■ **Text shown**:
= = =

Project Map

The bulk of California Waterfowl’s work as an organization is restoring and improving waterfowl habitat all over the state to increase waterfowl production and produce higher quality hunting, as well as much-needed nesting areas for our resident waterfowl. Here’s how our work on public land will look to hunters during the 2014-15 season:

CWA Project Map

1 Northeastern California


Where: Grandma Tract

What: This year, we expanded pothole acreage on higher-elevation units, built islands, planted trees along swales and created a future mobility-impaired hunt site.

Impact this season: More huntable shallow-water acreage in wetland and flooded grain units (provided water is available to flood the units).

Where: Floodplain Unit

What: This year, we filled deep holes and ditches and created potholes in previously dense tule areas.

Impact this season: You're less likely to float your hat! Check out the constructed potholes and swales that have opened up the unit. The U.S. Fish & Wildlife Service has seeded the area with smartweed, which should provide great waterfowl feed for 2015-16.


Where: Around “D” spaced blinds

What: This year, we expanded “Walking Wetland” acreage, where sections of land rotate from wetlands to crop lands, each improving the productivity of the other.

= = =

■ **Source excerpt**:
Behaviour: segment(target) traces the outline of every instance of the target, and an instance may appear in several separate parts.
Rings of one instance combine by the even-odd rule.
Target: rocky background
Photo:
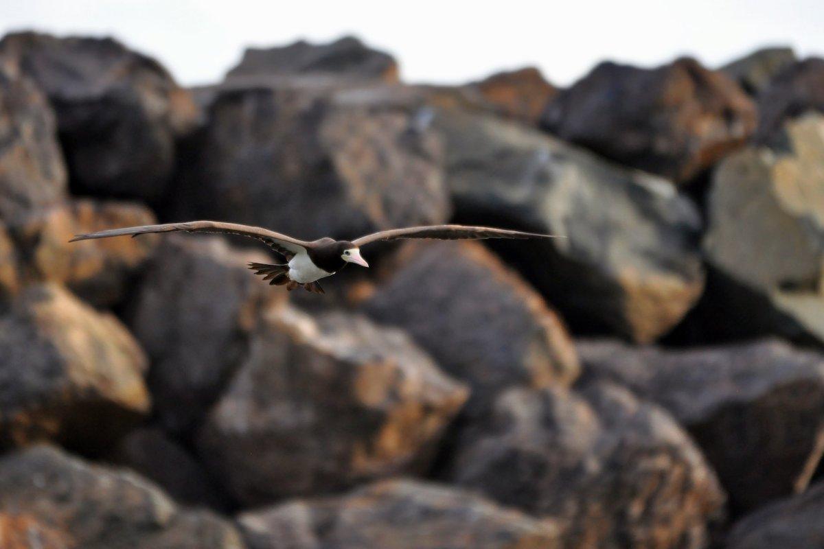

= = =

■ **Problem set**:
**a.** Based on the project map text, decide whether each statement agrees with it. Answer yes or no for each, and quote the words that decide it.
(i) Islands were built at the Grandma Tract this year.
(ii) The U.S. Fish & Wildlife Service seeded the Floodplain Unit with wild rice.
(iii) The seeding at the Floodplain Unit should provide waterfowl feed for the 2014-15 season.
**b.** Write out the project map text again, starting with the words "Where: Grandma Tract" and ending after the words "feed for 2015-16.". Swap every "potholes" for "ponds".

■ **Answers below**:
**a.**
(i) Yes: "built islands"
(ii) No: "seeded the area with smartweed"
(iii) No: "should provide great waterfowl feed for 2015-16"

**b.**
Where: Grandma Tract

What: This year, we expanded pothole acreage on higher-elevation units, built islands, planted trees along swales and created a future mobility-impaired hunt site.

Impact this season: More huntable shallow-water acreage in wetland and flooded grain units (provided water is available to flood the units).

Where: Floodplain Unit

What: This year, we filled deep holes and ditches and created ponds in previously dense tule areas.

Impact this season: You're less likely to float your hat! Check out the constructed ponds and swales that have opened up the unit. The U.S. Fish & Wildlife Service has seeded the area with smartweed, which should provide great waterfowl feed for 2015-16.